> Data records:
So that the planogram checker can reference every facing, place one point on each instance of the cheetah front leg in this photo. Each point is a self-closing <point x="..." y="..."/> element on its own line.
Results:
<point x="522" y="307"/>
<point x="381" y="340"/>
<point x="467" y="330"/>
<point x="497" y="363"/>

> What you have to do: Restate every line of the data word for word.

> Written response:
So that the planogram checker can reference every facing, place one point on each instance of the cheetah front leg in this photo. Each point is a self-closing <point x="..." y="..."/> element on its own line.
Results:
<point x="522" y="307"/>
<point x="381" y="340"/>
<point x="467" y="330"/>
<point x="497" y="363"/>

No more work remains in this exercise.